CONJUNTO DE EXERCÍCIOS:
A – No texto sobre a doxa, sob que forma a verdade operacional é internalizada?
B – No texto sobre a doxa, reescreva o trecho que começa em "Não há como escapar" e termina após "da vida humana.", trocando "ser humano" por "indivíduo".
C – Condense em uma lista o parágrafo do texto sobre a doxa iniciado por "Dito isso, na composição", mantendo os fatos principais.

Doxa – Pierre Bourdieu

A doxa é uma propriedade específica dos campos em que o senso comum é admitido como uma verdade incontornável. Não se trata de uma verdade assumida voluntariamente por meio de uma comunicação consciente acerca dos seus termos, mas de uma verdade operacional internalizada sob a forma de habitus que determina o que vale à pena ser discutido e quais objetivos valem o esforço de uma luta.

Índice

Introdução

A realidade social é determinada pelos campos sociais em que cada agente está inserido, pelo habitus incorporado para agir dentro destes campos e tomar posições estratégicas que podem resultar em avanços ou regressos em relação aos objetivos definidos para o sucesso social.

Não há como escapar da lógica dos campos sociais, não há como viver fora de um espaço social, não há como fugir do fato de que somos agentes sociais. O ser humano é um ser social e este fato inelutável gera um nível de realidade que é propriamente social, que ultrapassa o nível psicológico ou biológico da vida humana.

Dito isso, na composição dos campos sociais, há algo que torna óbvia a própria realidade ali vivida. Uma doxa que operacionaliza os pressupostos históricos e sociais enquanto princípios aceitos tacitamente. Por exemplo, não é necessário afirmar que, na vida acadêmica, um doutorado tem enorme valor; um cargo de professor titular em universidade pública, maior valor ainda; experiências em universidades de ponta de outros países, ainda mais. São tópicos que não precisam ser discutidos, pois são objetivos a se alcançar.

REGISTROS:

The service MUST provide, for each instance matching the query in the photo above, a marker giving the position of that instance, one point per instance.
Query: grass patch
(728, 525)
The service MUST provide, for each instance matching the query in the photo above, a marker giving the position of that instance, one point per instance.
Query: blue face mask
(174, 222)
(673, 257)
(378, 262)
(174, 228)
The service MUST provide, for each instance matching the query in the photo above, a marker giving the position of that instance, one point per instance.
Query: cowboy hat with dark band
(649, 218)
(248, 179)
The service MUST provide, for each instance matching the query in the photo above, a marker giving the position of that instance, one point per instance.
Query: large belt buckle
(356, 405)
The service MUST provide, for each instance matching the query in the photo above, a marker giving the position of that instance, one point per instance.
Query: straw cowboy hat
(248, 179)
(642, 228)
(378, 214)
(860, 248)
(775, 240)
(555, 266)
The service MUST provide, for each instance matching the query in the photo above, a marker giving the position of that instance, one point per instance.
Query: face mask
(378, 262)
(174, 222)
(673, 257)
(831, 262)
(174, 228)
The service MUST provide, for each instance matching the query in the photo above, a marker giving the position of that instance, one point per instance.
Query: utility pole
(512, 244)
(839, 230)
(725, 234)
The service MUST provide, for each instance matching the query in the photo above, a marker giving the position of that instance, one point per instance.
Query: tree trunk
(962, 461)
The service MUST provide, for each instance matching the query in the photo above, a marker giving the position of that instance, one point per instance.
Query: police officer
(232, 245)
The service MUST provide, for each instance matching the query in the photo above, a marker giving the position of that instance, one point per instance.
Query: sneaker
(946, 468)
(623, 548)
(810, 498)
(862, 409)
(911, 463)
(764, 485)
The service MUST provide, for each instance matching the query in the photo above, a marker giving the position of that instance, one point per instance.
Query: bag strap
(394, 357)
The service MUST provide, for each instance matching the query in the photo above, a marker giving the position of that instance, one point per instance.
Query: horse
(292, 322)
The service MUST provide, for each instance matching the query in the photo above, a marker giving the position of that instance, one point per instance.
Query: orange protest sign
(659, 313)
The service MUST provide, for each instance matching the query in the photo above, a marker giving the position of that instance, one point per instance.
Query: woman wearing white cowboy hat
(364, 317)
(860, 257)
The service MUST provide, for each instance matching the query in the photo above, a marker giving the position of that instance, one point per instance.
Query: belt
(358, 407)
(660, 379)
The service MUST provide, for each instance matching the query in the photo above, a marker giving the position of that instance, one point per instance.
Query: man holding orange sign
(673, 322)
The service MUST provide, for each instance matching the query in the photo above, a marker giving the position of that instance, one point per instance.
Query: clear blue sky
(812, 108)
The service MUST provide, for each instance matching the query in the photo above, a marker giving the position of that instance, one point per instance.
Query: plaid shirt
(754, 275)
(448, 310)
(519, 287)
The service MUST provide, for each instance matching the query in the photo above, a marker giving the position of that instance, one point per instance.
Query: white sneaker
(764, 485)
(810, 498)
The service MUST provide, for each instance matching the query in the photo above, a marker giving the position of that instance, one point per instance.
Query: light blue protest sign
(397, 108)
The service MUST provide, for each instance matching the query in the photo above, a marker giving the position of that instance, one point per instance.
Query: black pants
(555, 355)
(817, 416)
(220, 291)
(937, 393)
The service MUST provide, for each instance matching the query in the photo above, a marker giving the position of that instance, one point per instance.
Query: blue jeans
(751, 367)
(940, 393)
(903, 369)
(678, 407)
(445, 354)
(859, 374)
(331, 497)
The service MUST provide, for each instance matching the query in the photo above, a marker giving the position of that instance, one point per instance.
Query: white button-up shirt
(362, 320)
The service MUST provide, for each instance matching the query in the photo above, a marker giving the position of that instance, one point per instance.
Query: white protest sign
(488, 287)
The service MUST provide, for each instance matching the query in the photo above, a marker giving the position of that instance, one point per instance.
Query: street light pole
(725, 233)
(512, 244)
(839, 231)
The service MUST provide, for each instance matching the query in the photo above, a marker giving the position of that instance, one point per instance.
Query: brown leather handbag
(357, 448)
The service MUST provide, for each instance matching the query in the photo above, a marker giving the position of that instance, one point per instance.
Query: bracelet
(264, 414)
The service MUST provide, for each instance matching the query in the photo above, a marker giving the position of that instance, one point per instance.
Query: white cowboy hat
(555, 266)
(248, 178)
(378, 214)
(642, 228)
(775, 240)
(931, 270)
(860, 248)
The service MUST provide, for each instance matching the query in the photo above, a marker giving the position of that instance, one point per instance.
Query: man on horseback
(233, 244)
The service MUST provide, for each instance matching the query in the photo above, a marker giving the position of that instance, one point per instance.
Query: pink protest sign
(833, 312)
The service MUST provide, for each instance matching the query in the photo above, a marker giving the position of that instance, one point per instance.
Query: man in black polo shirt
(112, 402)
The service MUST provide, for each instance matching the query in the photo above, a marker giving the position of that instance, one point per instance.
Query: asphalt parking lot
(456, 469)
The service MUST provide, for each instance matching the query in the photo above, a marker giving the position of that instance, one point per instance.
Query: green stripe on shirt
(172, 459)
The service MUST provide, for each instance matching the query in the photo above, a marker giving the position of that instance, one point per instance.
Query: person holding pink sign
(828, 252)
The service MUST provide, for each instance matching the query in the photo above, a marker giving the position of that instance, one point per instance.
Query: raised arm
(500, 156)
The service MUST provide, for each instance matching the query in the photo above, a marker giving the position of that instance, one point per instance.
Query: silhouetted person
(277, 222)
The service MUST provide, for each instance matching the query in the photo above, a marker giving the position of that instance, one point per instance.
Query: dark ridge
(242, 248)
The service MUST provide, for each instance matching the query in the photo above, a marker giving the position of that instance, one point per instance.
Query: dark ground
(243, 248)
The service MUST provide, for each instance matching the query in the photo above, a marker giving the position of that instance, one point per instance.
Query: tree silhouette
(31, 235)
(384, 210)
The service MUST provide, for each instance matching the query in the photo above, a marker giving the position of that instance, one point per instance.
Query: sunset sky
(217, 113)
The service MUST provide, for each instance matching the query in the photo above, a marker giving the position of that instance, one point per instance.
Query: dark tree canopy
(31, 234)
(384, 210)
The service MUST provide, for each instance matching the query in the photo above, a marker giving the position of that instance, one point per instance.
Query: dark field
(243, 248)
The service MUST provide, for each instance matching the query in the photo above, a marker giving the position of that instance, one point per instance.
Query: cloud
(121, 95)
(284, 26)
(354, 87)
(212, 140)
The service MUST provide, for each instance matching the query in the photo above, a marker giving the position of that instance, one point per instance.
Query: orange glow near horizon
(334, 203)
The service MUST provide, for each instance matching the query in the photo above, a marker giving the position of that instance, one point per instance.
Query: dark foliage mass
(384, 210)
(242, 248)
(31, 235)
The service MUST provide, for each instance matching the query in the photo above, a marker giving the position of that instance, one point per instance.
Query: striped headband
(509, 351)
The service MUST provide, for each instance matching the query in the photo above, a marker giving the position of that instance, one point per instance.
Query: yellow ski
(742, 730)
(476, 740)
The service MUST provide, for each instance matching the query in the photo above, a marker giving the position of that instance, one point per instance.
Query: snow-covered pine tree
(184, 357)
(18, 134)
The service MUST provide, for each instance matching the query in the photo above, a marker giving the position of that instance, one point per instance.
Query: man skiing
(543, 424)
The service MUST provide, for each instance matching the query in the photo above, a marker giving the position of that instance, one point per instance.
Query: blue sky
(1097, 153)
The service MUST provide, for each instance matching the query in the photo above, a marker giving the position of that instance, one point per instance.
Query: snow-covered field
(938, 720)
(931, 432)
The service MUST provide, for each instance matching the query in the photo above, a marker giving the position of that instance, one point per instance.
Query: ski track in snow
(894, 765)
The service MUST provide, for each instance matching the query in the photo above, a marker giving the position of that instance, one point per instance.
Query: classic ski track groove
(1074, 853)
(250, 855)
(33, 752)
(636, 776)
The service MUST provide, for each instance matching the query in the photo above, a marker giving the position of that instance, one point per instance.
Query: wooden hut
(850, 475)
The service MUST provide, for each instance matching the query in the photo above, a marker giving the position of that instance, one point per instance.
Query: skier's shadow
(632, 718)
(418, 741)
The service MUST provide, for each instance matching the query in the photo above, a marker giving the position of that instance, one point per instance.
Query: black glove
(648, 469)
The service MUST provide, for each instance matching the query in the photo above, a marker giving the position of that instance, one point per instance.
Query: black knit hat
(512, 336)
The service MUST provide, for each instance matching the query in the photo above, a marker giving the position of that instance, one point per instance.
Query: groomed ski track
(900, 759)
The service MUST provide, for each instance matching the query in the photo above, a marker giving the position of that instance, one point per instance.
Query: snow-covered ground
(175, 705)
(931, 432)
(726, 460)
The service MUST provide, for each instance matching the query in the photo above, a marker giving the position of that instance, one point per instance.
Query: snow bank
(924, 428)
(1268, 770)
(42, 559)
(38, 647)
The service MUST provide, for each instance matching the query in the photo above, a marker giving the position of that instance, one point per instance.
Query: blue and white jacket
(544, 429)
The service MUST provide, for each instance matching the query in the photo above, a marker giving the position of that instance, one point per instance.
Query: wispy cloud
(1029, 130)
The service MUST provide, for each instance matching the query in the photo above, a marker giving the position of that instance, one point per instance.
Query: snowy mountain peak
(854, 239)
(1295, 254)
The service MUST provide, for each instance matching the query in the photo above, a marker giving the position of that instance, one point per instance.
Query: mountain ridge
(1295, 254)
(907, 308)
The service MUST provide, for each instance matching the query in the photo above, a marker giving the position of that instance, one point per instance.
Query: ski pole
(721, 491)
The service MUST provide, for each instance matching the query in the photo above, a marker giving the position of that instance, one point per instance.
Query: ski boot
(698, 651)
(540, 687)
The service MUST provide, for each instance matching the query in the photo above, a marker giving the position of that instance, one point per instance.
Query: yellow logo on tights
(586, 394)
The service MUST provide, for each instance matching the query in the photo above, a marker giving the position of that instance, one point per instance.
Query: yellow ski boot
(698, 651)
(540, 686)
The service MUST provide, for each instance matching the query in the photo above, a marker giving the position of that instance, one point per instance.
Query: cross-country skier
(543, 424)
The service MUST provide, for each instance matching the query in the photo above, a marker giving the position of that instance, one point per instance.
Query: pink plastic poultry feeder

RESULTADOS DAS TAREFAS:
A – Sob a forma de habitus.

B –
Não há como escapar da lógica dos campos sociais, não há como viver fora de um espaço social, não há como fugir do fato de que somos agentes sociais. O indivíduo é um ser social e este fato inelutável gera um nível de realidade que é propriamente social, que ultrapassa o nível psicológico ou biológico da vida humana.

C –
- Nos campos sociais, há algo que torna óbvia a realidade ali vivida.
- Essa doxa operacionaliza pressupostos históricos e sociais como princípios aceitos tacitamente.
- Exemplo na vida acadêmica: um doutorado tem enorme valor, um cargo de professor titular em universidade pública tem maior valor e experiências em universidades de ponta de outros países valem ainda mais.
- Esses tópicos não precisam ser discutidos, pois são objetivos a alcançar.